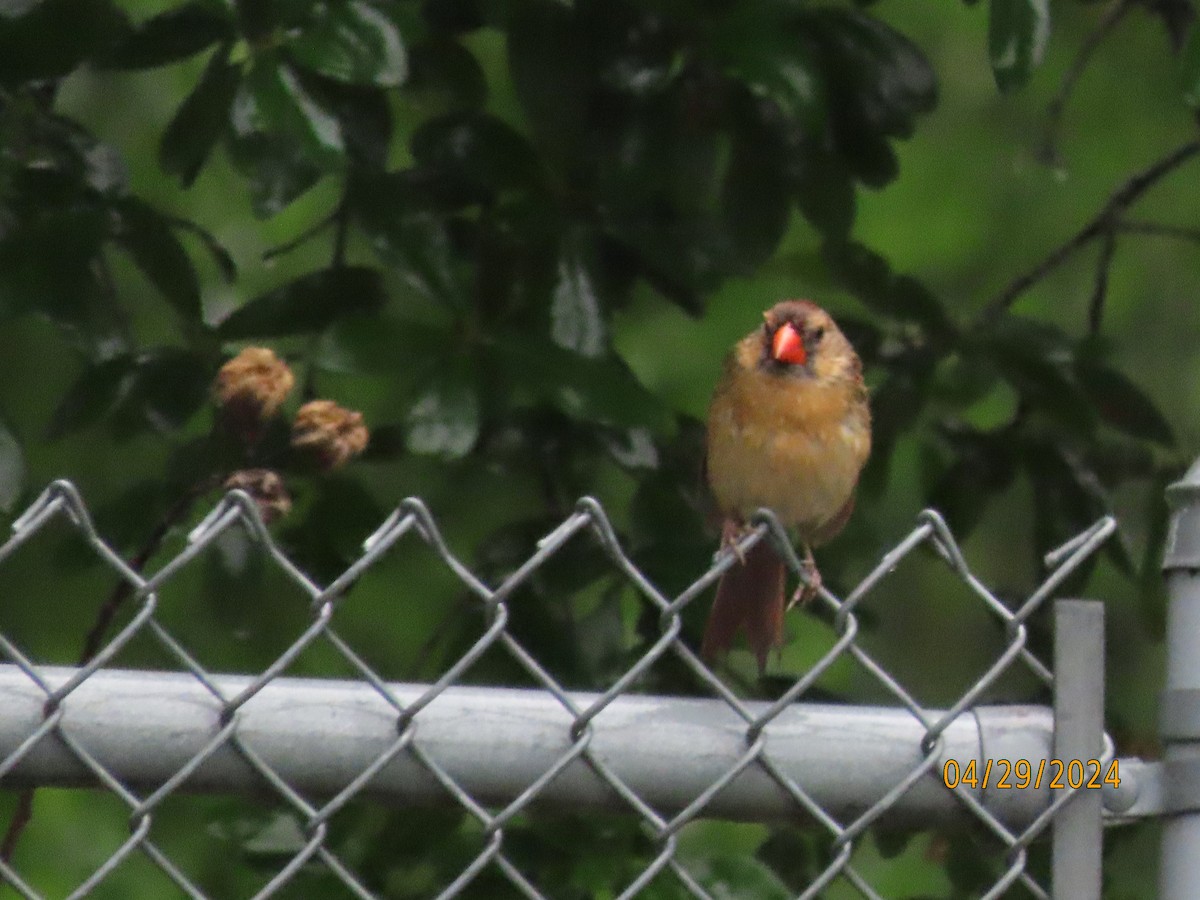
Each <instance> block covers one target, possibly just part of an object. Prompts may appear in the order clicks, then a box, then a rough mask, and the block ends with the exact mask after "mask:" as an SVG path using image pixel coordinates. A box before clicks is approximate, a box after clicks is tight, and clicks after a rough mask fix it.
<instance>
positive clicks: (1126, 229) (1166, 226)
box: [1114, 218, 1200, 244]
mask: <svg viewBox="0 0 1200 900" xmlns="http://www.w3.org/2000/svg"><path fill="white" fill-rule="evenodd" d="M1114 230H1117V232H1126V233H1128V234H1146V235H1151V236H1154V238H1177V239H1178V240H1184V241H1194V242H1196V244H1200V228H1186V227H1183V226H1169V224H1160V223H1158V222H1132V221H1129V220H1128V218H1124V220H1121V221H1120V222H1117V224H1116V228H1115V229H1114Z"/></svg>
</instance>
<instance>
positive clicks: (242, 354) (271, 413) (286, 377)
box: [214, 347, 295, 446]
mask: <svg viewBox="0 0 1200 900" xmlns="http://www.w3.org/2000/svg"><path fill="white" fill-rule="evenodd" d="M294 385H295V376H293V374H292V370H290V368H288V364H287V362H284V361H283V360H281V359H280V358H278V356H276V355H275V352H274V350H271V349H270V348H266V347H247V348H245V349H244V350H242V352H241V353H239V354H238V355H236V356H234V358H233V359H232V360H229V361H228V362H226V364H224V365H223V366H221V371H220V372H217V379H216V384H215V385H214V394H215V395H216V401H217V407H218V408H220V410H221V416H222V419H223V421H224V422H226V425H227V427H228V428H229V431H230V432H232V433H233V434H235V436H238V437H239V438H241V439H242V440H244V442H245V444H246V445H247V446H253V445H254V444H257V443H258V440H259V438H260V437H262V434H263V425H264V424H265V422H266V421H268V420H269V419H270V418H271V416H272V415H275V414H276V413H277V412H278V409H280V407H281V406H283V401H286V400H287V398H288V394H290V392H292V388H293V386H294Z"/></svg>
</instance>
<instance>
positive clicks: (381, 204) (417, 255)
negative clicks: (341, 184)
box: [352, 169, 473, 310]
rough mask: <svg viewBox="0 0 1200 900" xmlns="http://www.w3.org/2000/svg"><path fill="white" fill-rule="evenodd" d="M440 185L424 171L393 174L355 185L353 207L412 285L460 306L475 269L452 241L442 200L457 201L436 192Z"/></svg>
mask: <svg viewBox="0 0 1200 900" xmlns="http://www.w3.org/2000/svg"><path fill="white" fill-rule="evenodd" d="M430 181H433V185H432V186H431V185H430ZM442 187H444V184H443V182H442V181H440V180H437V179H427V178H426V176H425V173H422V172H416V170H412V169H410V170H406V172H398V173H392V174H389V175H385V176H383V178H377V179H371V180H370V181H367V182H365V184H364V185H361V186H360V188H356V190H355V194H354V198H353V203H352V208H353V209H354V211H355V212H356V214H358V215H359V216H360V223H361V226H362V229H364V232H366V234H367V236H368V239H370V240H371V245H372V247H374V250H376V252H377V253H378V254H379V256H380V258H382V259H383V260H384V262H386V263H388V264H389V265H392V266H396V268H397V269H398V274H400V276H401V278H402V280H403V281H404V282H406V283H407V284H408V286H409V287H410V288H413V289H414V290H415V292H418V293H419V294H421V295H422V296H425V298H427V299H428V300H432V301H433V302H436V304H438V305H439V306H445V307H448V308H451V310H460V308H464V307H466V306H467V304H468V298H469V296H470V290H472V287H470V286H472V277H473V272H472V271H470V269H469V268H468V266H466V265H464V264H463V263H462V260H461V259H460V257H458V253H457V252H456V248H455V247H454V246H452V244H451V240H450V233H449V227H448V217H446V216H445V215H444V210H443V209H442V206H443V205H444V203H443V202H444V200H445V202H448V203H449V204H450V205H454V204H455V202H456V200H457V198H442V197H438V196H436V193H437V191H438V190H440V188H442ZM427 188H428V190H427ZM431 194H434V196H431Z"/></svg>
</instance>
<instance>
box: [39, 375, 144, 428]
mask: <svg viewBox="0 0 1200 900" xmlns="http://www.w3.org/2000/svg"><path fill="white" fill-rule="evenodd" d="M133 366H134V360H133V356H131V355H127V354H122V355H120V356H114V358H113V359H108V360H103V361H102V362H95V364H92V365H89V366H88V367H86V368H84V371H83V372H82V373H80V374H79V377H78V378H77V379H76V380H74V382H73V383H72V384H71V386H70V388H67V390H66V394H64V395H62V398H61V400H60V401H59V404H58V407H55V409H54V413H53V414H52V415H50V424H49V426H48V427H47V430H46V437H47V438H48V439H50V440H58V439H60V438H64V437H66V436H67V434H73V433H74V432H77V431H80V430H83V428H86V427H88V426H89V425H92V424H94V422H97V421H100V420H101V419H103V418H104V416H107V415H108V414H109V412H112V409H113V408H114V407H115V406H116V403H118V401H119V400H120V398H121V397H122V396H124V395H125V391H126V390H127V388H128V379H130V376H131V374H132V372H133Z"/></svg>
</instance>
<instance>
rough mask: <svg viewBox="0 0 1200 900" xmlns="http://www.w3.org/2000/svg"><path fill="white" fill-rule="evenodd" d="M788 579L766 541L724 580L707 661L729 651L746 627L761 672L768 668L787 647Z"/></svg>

------------------------------------------------------------

* INSTRUCTIONS TO FOLLOW
Give back the data verbatim. The pictures are not part of the copy.

* ANSWER FOR THIS EXERCISE
Each <instance> block covers one target, possibly just part of an object. Prompts may appear in the order clicks, then a box, then a rough mask, and the block ends with the exact mask after "mask:" as an SVG path using image pixel coordinates. A box before clicks is approximate, a box after clicks is tight, and clicks after a rough mask fix it.
<instance>
positive clicks: (1126, 229) (1166, 226)
box: [1114, 218, 1200, 244]
mask: <svg viewBox="0 0 1200 900" xmlns="http://www.w3.org/2000/svg"><path fill="white" fill-rule="evenodd" d="M1114 230H1117V232H1126V233H1128V234H1146V235H1151V236H1154V238H1177V239H1178V240H1184V241H1194V242H1196V244H1200V228H1186V227H1183V226H1169V224H1160V223H1158V222H1132V221H1129V220H1128V218H1124V220H1121V221H1120V222H1117V224H1116V228H1115V229H1114Z"/></svg>
</instance>
<instance>
positive clicks: (242, 354) (271, 413) (286, 377)
box: [214, 347, 295, 446]
mask: <svg viewBox="0 0 1200 900" xmlns="http://www.w3.org/2000/svg"><path fill="white" fill-rule="evenodd" d="M294 385H295V376H293V374H292V370H290V368H288V364H287V362H284V361H283V360H281V359H280V358H278V356H276V355H275V352H274V350H271V349H270V348H266V347H247V348H245V349H244V350H242V352H241V353H239V354H238V355H236V356H234V358H233V359H232V360H229V361H228V362H226V364H224V365H223V366H221V371H220V372H217V379H216V384H215V385H214V394H215V395H216V401H217V407H218V408H220V410H221V416H222V419H223V421H224V422H226V425H227V427H228V428H229V431H230V432H232V433H233V434H235V436H238V437H239V438H241V439H242V440H244V442H245V444H246V445H247V446H253V445H254V444H257V443H258V440H259V438H260V437H262V434H263V425H264V424H265V422H266V421H268V420H269V419H270V418H271V416H272V415H275V414H276V413H277V412H278V409H280V407H281V406H283V401H286V400H287V398H288V394H290V392H292V388H293V386H294Z"/></svg>
</instance>
<instance>
positive clicks: (381, 204) (417, 255)
negative clicks: (341, 184)
box: [352, 169, 473, 310]
rough mask: <svg viewBox="0 0 1200 900" xmlns="http://www.w3.org/2000/svg"><path fill="white" fill-rule="evenodd" d="M440 185L424 171L393 174L355 185L353 207L412 285L460 306L475 269L452 241L442 200L457 201L436 192Z"/></svg>
mask: <svg viewBox="0 0 1200 900" xmlns="http://www.w3.org/2000/svg"><path fill="white" fill-rule="evenodd" d="M430 181H433V185H432V186H431V185H430ZM442 187H444V184H443V182H442V181H440V180H437V179H427V178H426V176H425V173H422V172H416V170H412V169H410V170H406V172H398V173H392V174H389V175H385V176H383V178H377V179H371V180H370V181H367V182H365V184H364V185H361V186H360V188H356V190H355V194H354V198H353V203H352V208H353V209H354V211H355V212H356V214H358V215H359V216H360V223H361V226H362V229H364V232H366V234H367V236H368V239H370V240H371V245H372V247H374V250H376V252H377V253H378V254H379V256H380V258H382V259H383V260H384V262H386V263H388V264H389V265H392V266H396V268H397V269H398V274H400V276H401V278H402V280H403V281H404V282H406V283H407V284H408V286H409V287H410V288H413V289H414V290H415V292H418V293H419V294H421V295H422V296H425V298H427V299H428V300H432V301H433V302H436V304H438V305H439V306H445V307H448V308H451V310H460V308H464V307H466V306H467V304H468V298H469V296H470V290H472V287H470V286H472V277H473V272H472V271H470V269H469V268H468V266H466V265H464V264H463V263H462V260H461V259H460V257H458V253H457V252H456V248H455V247H454V246H452V244H451V240H450V233H449V227H448V217H446V216H445V215H444V210H443V209H442V206H443V205H444V203H443V202H444V200H445V202H448V203H449V204H450V205H454V204H455V202H456V200H457V198H442V197H438V196H436V193H437V191H438V190H440V188H442ZM427 188H428V190H427ZM431 194H434V196H431Z"/></svg>
</instance>
<instance>
box: [39, 375, 144, 428]
mask: <svg viewBox="0 0 1200 900" xmlns="http://www.w3.org/2000/svg"><path fill="white" fill-rule="evenodd" d="M133 366H134V360H133V356H131V355H127V354H122V355H120V356H114V358H113V359H108V360H103V361H102V362H95V364H92V365H89V366H88V367H86V368H84V371H83V372H82V373H80V374H79V377H78V378H77V379H76V380H74V382H73V383H72V384H71V386H70V388H67V390H66V394H64V395H62V398H61V400H60V401H59V404H58V407H55V409H54V413H53V414H52V415H50V424H49V426H48V427H47V430H46V437H47V438H48V439H50V440H58V439H60V438H64V437H66V436H67V434H73V433H74V432H77V431H80V430H83V428H86V427H88V426H89V425H92V424H94V422H97V421H100V420H101V419H103V418H104V416H107V415H108V414H109V412H112V409H113V408H114V407H115V406H116V403H118V401H119V400H120V398H121V397H122V396H124V395H125V391H126V390H127V388H128V379H130V376H131V374H132V372H133Z"/></svg>
</instance>
<instance>
rough mask: <svg viewBox="0 0 1200 900" xmlns="http://www.w3.org/2000/svg"><path fill="white" fill-rule="evenodd" d="M788 579L766 541L724 580L707 661L729 651L746 627L761 672L768 668L787 647Z"/></svg>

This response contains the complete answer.